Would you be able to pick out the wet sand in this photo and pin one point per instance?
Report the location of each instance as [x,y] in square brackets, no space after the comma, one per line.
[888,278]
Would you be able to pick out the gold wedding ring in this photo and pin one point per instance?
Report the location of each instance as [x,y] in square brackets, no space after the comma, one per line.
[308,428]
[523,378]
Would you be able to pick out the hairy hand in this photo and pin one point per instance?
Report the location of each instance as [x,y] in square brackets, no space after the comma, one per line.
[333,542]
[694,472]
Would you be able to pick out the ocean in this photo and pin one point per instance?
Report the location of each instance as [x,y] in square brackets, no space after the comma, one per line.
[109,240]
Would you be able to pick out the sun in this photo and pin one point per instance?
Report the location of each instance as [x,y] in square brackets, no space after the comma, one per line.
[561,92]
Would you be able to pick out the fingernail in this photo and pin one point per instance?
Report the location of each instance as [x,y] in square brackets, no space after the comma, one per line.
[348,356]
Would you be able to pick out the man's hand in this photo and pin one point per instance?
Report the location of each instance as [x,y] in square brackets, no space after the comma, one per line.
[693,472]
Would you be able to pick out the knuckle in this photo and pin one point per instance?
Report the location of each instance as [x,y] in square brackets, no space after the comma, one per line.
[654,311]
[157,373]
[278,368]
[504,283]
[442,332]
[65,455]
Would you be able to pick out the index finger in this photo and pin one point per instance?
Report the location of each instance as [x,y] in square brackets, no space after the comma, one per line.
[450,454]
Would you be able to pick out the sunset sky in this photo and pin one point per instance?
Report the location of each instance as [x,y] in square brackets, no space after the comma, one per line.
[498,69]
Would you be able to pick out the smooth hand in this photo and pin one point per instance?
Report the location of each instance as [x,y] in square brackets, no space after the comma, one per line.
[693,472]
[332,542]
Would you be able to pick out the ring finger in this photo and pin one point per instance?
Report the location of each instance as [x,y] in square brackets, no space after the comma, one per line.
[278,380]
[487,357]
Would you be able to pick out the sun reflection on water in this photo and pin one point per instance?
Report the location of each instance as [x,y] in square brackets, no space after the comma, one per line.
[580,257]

----

→ WORK REQUIRED: Change "pin one point per instance" to "place one point on each instance" throughout all the items above and write them out again, keeping everything else the same.

→ RESPONSE:
Would you be able to pick out the wet sand in this photo and place one point on each instance?
Report the location of each instance as [x,y] in square brackets, no space after the comma, one per line.
[888,278]
Would you be able to pick out the gold wedding ring in this photo and place one point on each instance?
Report the location of each instance as [x,y] in square brackets, no space after the comma, one per line.
[308,428]
[523,378]
Would you be able to pick out the hairy hand in this photo and place one point on each instance?
Report the location of each instance as [x,y] in square brackets, no space after the comma, one per line.
[333,542]
[694,472]
Would you be able to pick out the ocean in this photo and place one point on each instance?
Report the location of each instance as [x,y] in square brackets, no space after the comma, one per line.
[109,240]
Would you be able to pick out the sun in this photo and place one point on each instance?
Report the location of each instance as [x,y] in square brackets, no space after the comma, one per line.
[561,92]
Would you be able to pick out the fingernail in this photo and place one point on each instance?
Report the location of each instance as [x,y] in square brackets, no space after the comma, one per line.
[348,356]
Would you be able to pick out the man's hand in this photo and place one point on each instance?
Report the location of each instance as [x,y] in square brackets, no space after the comma, one per line.
[693,472]
Would you be able to pick out the knuckle in this photo and place one point on each instance?
Report the location of each instance as [x,y] in square brackets, no space after the comma, one per line.
[654,311]
[157,373]
[278,368]
[504,283]
[442,332]
[65,455]
Would you be able to pick out the index finger in this photo and place one point on each instance?
Report the location of each instance as [x,y] in square brackets, no space after the comma, one per line.
[450,454]
Would you be able to pick out the sunset sky in this photo and place one point on each instance?
Report the location of each instance as [x,y] in square brackets, no space after the comma, one per line.
[498,69]
Would you be able to pick out the smooth hand in this photo and place one point on each instance?
Report the location of each instance as [x,y] in square brackets, no space after the comma, one per line.
[693,472]
[332,542]
Would you be able to pick out the ring finger in this photo and place one point on each instance?
Report the location of each instance as [x,y] in square brackets, no space after the comma, one per line.
[278,380]
[487,357]
Would you be able to pick out the sun reflection on water in this photo and place one point on each instance?
Report the location of each instance as [x,y] in square brackets, no space after the comma, one per line.
[580,257]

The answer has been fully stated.